# [EXERCISE AIM]
Reproduce verbatim the lines of the material below, beginning with the line that contains "I would be grateful for your help with the gray" and continuing through the line that contains "point(243, 22)", with both of those lines included.

═══ GIVEN DATA

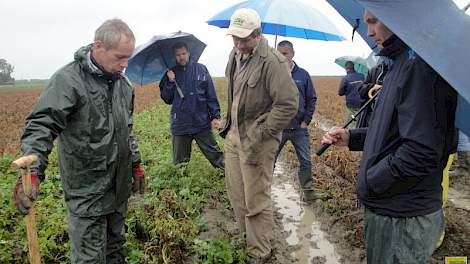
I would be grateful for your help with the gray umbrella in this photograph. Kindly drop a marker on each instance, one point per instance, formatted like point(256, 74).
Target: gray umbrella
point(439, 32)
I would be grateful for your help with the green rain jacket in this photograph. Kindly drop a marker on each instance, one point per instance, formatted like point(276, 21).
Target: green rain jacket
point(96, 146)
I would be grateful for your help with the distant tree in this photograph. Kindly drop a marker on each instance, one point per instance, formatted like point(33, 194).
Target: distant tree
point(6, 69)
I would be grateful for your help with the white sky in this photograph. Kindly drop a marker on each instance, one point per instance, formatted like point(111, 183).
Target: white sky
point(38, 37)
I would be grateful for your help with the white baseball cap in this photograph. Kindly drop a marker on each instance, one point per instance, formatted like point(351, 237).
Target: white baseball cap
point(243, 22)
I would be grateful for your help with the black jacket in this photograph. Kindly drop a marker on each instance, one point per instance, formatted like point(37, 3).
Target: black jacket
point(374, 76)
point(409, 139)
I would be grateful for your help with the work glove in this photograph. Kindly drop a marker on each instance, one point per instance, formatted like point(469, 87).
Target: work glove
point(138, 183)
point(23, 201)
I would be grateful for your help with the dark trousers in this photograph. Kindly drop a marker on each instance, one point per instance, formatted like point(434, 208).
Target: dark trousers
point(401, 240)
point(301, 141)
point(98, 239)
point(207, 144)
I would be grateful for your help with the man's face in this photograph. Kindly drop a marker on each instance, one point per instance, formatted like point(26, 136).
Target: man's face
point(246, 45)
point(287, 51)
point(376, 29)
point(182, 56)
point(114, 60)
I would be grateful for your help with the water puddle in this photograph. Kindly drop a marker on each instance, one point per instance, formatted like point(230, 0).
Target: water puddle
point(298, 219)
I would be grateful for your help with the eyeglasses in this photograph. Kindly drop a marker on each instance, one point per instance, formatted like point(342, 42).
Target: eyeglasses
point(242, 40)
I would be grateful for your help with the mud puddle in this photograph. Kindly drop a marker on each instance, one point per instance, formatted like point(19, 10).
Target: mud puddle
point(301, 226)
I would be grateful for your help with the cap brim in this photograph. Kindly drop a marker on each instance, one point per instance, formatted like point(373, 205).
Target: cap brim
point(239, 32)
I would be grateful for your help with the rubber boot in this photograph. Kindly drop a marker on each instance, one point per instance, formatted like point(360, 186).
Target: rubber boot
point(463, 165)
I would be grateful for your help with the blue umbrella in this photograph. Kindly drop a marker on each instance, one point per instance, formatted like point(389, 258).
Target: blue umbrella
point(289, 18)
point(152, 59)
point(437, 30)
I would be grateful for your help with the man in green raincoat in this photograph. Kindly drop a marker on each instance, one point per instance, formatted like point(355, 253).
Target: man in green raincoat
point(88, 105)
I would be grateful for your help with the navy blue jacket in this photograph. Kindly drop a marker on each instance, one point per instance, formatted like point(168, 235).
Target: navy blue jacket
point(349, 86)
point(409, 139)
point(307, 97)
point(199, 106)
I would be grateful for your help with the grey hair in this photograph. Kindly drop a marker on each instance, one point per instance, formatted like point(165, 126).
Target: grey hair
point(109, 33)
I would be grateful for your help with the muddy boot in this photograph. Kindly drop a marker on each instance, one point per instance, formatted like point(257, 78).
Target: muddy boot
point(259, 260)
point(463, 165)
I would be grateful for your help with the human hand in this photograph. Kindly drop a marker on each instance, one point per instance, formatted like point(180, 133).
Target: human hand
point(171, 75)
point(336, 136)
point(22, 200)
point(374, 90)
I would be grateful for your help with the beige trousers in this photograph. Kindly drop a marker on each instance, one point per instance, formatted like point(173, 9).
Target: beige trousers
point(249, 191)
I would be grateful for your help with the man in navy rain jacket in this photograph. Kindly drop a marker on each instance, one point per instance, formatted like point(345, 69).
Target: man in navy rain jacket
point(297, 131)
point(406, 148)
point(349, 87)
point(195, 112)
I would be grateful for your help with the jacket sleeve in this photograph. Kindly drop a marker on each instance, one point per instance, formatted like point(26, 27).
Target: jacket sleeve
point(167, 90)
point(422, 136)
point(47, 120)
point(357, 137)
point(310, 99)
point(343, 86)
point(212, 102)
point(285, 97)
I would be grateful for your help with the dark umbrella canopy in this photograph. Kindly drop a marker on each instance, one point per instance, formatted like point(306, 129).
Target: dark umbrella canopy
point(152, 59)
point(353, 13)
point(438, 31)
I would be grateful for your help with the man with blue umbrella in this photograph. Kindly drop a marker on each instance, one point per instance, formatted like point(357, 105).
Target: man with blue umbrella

══════
═══ GIVEN DATA

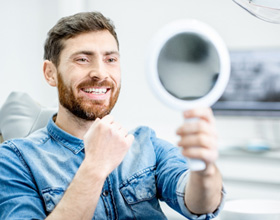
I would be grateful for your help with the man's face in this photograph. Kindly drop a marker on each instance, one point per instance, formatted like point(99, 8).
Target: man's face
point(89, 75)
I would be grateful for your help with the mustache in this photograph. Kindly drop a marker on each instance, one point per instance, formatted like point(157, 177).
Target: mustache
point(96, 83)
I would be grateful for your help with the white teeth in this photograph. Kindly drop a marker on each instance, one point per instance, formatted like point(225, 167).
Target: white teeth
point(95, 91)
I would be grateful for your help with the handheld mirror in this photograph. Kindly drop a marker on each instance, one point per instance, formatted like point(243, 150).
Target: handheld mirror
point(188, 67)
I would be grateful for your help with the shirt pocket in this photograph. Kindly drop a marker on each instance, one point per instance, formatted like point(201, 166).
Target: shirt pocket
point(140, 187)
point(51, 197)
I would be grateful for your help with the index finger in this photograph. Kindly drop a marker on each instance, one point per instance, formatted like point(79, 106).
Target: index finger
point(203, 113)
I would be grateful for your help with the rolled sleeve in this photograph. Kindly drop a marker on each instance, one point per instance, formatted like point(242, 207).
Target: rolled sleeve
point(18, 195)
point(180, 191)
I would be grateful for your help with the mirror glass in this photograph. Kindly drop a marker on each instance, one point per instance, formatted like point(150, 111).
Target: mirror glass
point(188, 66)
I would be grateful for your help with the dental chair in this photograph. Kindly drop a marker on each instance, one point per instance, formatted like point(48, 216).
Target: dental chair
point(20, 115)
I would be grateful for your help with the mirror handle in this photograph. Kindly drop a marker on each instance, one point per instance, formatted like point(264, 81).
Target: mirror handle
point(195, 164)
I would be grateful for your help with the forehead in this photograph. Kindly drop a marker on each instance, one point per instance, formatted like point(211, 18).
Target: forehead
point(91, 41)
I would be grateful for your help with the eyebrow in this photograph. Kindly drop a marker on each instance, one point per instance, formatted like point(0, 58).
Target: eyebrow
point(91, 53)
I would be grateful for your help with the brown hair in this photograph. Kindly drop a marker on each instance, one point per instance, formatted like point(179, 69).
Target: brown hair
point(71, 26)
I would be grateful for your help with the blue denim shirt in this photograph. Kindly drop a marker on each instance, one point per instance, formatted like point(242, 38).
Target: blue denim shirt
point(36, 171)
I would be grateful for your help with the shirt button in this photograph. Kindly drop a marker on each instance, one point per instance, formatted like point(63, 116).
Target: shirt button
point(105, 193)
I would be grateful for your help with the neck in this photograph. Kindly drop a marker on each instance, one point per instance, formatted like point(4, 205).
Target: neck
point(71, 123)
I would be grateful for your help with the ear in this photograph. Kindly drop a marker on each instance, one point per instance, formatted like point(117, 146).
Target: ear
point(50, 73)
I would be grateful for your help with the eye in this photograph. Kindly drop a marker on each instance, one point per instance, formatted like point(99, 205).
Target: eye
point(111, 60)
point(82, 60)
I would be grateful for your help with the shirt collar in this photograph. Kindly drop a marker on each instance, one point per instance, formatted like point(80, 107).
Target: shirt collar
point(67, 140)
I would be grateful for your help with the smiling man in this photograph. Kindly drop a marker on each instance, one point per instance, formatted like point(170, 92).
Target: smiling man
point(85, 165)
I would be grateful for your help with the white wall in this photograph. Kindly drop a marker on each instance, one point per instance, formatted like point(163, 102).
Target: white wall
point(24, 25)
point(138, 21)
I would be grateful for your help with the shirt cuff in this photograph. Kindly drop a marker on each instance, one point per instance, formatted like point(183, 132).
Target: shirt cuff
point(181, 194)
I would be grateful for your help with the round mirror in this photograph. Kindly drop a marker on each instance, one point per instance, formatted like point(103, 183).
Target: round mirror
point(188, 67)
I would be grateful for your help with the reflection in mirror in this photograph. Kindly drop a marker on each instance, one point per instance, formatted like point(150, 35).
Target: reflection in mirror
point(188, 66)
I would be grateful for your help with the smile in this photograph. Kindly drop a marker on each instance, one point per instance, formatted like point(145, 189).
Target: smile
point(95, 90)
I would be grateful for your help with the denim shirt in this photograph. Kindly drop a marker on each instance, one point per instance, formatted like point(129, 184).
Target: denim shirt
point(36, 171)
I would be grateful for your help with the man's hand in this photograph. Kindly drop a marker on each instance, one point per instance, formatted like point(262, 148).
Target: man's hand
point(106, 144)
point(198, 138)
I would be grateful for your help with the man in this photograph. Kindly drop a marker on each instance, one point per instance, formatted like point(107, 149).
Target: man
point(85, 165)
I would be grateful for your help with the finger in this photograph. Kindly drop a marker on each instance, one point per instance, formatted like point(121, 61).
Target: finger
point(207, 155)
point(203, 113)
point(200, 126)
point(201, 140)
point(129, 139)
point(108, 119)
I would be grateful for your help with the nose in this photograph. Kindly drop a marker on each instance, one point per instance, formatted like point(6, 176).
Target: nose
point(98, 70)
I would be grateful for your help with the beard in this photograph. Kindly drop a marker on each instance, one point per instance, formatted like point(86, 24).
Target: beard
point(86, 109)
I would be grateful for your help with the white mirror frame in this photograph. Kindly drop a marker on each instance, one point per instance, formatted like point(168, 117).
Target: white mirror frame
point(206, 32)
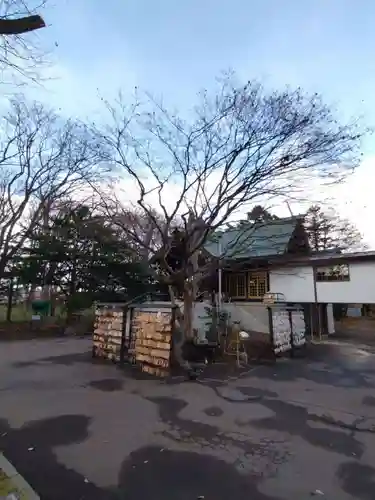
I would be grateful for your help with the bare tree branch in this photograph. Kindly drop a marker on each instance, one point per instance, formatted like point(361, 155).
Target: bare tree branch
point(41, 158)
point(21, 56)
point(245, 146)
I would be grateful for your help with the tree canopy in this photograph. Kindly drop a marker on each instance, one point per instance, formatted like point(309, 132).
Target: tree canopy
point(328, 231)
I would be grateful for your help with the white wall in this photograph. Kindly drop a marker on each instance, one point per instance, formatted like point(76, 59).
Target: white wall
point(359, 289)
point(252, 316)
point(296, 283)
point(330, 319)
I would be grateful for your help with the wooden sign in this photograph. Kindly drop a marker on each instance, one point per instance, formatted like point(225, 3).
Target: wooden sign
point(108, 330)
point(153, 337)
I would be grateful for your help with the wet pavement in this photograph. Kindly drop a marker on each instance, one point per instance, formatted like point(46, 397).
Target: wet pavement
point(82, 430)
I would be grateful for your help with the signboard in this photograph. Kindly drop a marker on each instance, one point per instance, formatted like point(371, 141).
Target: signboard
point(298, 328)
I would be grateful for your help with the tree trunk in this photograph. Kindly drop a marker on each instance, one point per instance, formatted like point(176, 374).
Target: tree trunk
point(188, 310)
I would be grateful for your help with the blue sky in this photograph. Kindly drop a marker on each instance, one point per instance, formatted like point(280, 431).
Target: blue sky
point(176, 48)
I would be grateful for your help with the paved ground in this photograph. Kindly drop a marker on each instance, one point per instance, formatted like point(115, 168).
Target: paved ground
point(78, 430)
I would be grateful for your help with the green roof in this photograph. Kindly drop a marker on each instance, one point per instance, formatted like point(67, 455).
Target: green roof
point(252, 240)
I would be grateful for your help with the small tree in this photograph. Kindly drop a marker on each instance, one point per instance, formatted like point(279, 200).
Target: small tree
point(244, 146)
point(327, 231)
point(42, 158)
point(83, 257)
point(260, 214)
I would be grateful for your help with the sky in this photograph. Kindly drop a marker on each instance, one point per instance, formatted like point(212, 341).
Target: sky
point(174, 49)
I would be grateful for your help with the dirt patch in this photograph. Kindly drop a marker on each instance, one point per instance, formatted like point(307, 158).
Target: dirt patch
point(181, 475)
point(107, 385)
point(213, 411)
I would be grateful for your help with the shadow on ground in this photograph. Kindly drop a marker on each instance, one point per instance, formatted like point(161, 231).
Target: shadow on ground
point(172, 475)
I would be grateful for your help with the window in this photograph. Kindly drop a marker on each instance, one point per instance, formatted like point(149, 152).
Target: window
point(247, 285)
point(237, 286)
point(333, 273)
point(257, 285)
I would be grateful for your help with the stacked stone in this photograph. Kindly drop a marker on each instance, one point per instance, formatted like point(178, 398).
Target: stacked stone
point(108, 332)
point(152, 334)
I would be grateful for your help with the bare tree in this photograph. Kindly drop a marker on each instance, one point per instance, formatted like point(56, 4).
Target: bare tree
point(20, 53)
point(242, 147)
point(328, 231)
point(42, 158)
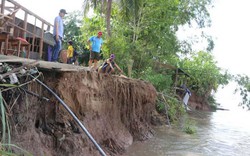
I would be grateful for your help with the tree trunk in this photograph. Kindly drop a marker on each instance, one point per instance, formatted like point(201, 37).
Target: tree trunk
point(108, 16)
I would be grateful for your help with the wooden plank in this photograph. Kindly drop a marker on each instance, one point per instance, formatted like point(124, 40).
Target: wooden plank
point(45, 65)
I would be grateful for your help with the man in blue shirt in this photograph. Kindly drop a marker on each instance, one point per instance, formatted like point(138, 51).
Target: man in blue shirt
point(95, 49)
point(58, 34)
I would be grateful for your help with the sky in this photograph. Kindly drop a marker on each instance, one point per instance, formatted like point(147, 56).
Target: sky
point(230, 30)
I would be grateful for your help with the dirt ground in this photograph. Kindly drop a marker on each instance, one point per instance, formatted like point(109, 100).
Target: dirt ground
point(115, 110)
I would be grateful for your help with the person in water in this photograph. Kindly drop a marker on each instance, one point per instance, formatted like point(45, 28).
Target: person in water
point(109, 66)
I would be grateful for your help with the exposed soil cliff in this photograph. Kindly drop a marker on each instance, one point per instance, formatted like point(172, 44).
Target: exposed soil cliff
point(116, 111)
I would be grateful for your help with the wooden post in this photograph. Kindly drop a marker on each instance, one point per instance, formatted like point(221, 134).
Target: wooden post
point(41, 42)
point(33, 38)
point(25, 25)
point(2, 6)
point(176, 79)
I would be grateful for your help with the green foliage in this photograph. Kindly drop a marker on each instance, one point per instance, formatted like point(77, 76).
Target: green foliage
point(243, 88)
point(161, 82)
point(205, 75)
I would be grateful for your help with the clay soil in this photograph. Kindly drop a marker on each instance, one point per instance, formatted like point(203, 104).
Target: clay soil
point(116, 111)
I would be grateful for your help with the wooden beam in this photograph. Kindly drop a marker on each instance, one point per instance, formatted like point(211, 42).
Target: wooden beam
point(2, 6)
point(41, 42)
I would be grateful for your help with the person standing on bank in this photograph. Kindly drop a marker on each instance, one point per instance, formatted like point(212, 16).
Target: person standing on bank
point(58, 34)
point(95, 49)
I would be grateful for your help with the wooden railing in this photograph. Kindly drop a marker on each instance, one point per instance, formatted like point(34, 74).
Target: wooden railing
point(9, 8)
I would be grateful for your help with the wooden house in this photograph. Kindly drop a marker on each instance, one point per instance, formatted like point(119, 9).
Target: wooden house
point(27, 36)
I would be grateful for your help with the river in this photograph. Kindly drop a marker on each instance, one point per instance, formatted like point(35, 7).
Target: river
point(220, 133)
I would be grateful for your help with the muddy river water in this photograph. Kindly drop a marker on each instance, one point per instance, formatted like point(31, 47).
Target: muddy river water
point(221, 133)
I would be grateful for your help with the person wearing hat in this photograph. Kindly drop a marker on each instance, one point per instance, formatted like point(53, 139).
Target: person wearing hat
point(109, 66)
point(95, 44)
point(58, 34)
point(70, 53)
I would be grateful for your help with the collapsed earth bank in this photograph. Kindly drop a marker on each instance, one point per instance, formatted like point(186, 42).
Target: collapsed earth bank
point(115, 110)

══════
═══ GIVEN DATA

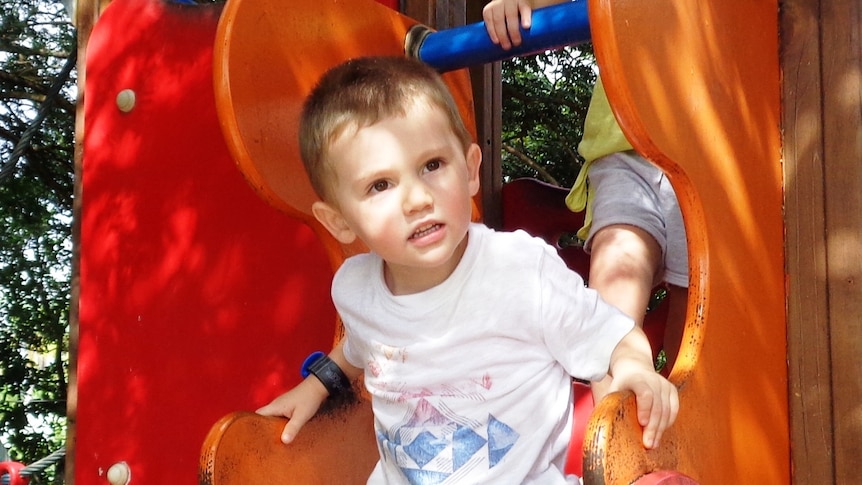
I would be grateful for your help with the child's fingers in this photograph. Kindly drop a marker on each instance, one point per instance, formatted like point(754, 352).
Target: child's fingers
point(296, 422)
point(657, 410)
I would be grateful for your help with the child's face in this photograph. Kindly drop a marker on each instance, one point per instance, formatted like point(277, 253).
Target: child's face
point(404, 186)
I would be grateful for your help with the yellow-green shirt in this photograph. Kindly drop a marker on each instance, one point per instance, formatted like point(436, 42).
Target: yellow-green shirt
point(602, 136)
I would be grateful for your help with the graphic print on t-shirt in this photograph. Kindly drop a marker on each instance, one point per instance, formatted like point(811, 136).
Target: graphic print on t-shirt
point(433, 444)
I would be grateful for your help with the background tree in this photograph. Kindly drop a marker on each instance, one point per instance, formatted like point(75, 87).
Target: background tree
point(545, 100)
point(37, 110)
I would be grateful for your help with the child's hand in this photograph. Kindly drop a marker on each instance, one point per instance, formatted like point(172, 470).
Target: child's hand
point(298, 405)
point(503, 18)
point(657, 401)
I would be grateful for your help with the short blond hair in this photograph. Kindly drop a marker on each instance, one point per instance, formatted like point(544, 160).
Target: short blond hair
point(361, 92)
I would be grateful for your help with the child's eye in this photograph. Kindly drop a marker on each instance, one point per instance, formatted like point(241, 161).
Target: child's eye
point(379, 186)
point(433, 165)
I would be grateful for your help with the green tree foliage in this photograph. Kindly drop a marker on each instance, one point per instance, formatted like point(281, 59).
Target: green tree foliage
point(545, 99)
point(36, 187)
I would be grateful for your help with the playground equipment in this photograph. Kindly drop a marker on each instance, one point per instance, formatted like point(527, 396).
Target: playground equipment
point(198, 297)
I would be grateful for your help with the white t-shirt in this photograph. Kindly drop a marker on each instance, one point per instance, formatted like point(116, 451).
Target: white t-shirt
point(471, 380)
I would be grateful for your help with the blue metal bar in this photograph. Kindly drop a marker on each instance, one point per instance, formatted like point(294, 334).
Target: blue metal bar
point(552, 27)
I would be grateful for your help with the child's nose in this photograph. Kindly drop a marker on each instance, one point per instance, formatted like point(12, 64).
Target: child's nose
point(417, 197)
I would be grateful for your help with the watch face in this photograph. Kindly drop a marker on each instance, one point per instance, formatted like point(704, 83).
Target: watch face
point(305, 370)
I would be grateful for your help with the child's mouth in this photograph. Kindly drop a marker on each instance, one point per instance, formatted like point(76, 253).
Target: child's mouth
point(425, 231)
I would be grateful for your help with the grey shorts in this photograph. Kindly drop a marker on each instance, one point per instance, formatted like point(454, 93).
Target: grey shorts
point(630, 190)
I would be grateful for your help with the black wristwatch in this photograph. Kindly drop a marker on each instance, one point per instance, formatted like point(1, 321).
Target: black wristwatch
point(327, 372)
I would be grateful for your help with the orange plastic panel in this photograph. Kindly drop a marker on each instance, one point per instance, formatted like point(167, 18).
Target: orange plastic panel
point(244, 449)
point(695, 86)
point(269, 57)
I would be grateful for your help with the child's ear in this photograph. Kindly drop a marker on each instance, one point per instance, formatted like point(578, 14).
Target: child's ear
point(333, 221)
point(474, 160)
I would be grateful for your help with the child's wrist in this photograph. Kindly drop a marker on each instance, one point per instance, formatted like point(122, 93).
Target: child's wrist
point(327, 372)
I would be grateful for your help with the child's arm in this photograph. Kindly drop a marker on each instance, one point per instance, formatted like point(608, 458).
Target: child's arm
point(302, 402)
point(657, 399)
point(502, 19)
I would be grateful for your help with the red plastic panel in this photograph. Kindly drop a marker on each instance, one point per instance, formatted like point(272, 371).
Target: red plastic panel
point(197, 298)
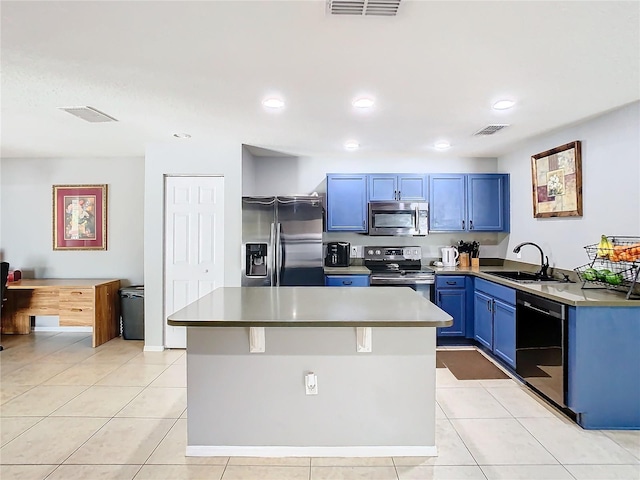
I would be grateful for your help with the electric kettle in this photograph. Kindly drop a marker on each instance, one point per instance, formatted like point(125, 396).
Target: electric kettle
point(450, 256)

══════

# [SOLUTION TO THIS TASK]
I would be grateful for your help with the gray umbrella in this photograph. Kindly drop a marker on each instance, one point per instance, formatted like point(256, 74).
Target: gray umbrella
point(439, 32)
I would be grateful for your help with the green rain jacket in this photograph. Kindly drop a marker on each instance, one point per instance, formatted like point(276, 21).
Target: green rain jacket
point(96, 146)
I would be grateful for your help with the distant tree in this photograph. Kindly drop a marker on each instance, one point per instance, formatted like point(33, 194).
Target: distant tree
point(6, 69)
I would be grateful for your help with the white sky in this photograph. Kindly drop a marker on each instance, one point per instance, formatted like point(111, 183).
Target: white sky
point(38, 37)
I would be grateful for your help with the white baseball cap in this photograph. Kindly drop a marker on each instance, one point per instance, formatted like point(351, 237).
Target: white baseball cap
point(243, 22)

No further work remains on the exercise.